**Exercise prompt:**
From the records that follow, copy every line in which "window" appears.

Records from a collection
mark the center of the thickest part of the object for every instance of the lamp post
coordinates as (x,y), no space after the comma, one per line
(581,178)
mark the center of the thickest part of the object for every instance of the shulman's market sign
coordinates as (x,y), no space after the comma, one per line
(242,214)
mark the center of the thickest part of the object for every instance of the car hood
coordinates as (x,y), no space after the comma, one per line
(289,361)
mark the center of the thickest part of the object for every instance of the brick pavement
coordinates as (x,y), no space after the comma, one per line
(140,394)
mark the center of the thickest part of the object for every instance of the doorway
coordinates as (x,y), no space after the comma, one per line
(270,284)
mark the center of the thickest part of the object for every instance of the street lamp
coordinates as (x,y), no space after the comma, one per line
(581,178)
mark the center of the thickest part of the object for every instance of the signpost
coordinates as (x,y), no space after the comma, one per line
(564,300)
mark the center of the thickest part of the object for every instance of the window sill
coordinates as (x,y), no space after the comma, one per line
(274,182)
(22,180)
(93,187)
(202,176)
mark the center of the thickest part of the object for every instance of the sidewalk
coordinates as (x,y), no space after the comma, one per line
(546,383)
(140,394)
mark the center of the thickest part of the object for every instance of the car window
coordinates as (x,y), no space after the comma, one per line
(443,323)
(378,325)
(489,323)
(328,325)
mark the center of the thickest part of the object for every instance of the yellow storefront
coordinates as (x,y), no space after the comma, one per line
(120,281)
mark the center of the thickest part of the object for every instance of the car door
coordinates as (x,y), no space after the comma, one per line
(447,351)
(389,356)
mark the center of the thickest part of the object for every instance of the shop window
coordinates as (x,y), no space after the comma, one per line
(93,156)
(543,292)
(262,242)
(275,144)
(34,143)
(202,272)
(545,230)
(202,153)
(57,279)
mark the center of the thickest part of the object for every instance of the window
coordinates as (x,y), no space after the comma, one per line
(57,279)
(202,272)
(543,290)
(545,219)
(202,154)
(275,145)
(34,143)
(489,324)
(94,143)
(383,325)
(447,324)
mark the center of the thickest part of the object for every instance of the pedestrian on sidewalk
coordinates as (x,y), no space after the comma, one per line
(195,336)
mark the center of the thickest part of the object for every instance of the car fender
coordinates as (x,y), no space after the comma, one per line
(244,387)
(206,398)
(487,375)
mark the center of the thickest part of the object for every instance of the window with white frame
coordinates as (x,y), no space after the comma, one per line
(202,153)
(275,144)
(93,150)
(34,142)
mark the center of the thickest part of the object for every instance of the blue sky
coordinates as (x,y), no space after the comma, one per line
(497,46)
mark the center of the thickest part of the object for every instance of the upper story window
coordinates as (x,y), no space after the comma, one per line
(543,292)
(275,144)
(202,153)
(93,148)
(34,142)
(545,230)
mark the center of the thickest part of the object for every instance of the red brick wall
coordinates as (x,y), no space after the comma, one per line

**Response to the task:**
mark the center of the thickest part of the object for every instance of the window sill
mark the center of the thickest part of the object for every instance of the car window
mark the center of the thickest part of the object for every instance of the shop window
mark the center of the thickest part of the object for every instance of the window
mark the center of the thickest part of the object for every instance of the window with white frame
mark the center of the thickest part of the object for every instance of the upper story window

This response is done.